**OBJECTIVE:** Report every line of the listing below that contains the word "candle", matching case exactly.

**RECORD EXTRACTS:**
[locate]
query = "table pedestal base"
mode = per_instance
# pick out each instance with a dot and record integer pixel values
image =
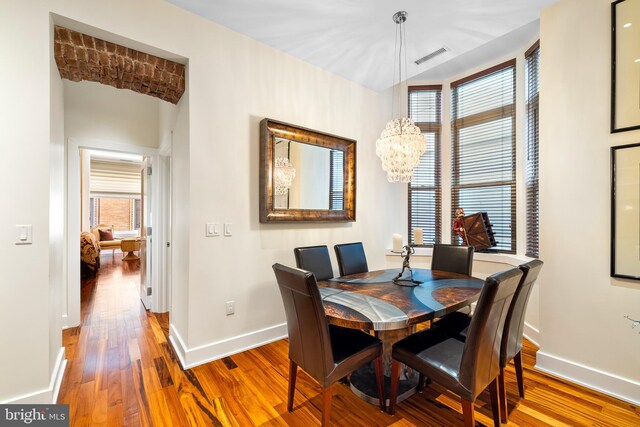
(363, 385)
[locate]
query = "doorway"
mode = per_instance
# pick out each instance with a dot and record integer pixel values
(153, 227)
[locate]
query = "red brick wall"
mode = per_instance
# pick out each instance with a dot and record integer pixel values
(82, 57)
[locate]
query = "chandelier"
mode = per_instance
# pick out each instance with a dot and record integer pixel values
(283, 175)
(401, 143)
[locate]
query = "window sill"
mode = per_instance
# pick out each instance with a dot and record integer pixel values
(513, 260)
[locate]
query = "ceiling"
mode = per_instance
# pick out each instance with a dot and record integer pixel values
(356, 38)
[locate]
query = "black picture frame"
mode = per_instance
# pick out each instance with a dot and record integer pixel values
(622, 91)
(625, 211)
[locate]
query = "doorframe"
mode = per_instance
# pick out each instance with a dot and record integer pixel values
(71, 307)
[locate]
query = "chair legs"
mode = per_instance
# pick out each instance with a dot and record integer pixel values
(502, 392)
(293, 370)
(380, 382)
(467, 412)
(395, 379)
(517, 361)
(326, 405)
(495, 402)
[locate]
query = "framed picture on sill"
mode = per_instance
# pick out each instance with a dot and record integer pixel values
(625, 65)
(625, 211)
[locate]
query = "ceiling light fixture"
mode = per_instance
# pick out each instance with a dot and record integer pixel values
(401, 143)
(283, 174)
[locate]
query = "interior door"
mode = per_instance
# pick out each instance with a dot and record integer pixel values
(145, 233)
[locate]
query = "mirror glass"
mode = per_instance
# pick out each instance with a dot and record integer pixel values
(305, 175)
(314, 175)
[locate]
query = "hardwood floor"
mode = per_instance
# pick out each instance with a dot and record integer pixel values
(121, 370)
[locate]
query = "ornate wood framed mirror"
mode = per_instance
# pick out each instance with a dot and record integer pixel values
(305, 175)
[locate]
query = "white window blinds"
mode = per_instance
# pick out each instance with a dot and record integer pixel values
(532, 91)
(424, 189)
(483, 150)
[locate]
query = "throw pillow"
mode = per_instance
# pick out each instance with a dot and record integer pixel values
(106, 234)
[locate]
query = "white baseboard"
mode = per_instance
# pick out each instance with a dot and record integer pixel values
(50, 394)
(178, 345)
(532, 334)
(604, 382)
(191, 357)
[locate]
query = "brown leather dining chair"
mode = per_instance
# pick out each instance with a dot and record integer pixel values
(351, 258)
(452, 258)
(326, 352)
(464, 367)
(457, 324)
(316, 260)
(511, 347)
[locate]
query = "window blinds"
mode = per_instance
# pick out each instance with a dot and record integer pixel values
(114, 178)
(483, 150)
(336, 180)
(424, 195)
(532, 92)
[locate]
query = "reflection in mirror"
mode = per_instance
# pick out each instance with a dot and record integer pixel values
(307, 176)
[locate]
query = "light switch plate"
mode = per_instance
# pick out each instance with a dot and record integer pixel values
(212, 229)
(24, 235)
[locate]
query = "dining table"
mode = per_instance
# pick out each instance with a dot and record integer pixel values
(372, 301)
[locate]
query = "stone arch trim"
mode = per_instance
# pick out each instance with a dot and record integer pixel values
(82, 57)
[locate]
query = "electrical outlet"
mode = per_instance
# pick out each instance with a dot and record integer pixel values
(231, 307)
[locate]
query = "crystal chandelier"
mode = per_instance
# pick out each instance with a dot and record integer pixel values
(283, 175)
(401, 143)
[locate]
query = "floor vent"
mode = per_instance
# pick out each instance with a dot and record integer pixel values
(430, 56)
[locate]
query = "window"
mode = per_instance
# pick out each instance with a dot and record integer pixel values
(336, 179)
(424, 189)
(123, 213)
(483, 150)
(532, 93)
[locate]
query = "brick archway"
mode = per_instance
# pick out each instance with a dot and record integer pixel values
(82, 57)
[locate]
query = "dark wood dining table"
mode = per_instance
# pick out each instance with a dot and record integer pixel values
(373, 302)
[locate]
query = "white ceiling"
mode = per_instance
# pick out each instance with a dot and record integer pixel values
(356, 38)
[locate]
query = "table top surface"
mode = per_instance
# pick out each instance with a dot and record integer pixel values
(371, 300)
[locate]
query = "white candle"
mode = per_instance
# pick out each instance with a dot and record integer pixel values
(417, 236)
(397, 243)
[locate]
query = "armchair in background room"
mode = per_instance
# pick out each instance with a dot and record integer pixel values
(104, 236)
(89, 254)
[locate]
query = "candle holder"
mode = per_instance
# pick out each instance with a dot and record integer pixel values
(407, 251)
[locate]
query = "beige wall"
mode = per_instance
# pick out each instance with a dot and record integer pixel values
(31, 158)
(583, 334)
(97, 111)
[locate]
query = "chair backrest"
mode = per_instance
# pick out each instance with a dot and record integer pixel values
(309, 339)
(480, 362)
(316, 260)
(452, 258)
(514, 324)
(96, 230)
(351, 258)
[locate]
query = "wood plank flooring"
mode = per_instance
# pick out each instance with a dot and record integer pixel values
(122, 371)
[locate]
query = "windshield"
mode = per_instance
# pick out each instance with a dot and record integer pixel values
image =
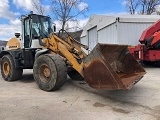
(41, 26)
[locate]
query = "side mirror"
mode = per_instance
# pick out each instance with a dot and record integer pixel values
(17, 35)
(54, 27)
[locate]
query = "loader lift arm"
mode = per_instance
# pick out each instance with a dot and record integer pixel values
(107, 66)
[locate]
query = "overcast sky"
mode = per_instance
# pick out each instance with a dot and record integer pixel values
(11, 10)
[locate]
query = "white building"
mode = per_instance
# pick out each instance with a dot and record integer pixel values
(117, 29)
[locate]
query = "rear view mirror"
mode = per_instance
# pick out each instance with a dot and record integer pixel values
(54, 27)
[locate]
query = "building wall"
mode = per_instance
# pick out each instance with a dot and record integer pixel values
(108, 34)
(129, 33)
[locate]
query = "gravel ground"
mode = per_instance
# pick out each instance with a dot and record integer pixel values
(23, 100)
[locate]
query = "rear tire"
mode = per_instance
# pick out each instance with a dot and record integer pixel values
(8, 70)
(73, 74)
(49, 72)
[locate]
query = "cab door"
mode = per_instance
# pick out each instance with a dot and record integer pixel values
(27, 33)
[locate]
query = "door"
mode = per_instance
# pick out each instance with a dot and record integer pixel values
(27, 33)
(92, 38)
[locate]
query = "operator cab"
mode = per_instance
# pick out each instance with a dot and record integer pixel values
(33, 27)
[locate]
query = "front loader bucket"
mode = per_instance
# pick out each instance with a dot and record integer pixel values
(111, 67)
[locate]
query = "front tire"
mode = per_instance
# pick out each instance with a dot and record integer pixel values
(8, 70)
(49, 72)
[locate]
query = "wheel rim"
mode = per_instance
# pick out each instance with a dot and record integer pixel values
(45, 73)
(6, 68)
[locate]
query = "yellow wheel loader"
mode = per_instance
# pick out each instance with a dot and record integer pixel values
(107, 66)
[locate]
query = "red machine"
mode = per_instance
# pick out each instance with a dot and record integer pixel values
(149, 49)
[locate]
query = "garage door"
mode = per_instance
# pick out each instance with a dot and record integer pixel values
(92, 38)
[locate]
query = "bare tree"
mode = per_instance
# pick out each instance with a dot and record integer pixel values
(68, 10)
(37, 4)
(141, 6)
(148, 6)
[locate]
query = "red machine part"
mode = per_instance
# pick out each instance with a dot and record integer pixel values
(149, 32)
(149, 49)
(141, 53)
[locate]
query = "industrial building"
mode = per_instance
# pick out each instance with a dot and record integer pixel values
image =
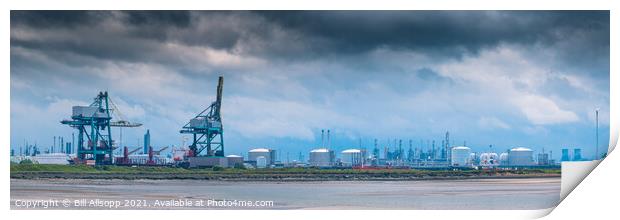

**TASK OUTPUT:**
query = "white candle"
query = "candle holder"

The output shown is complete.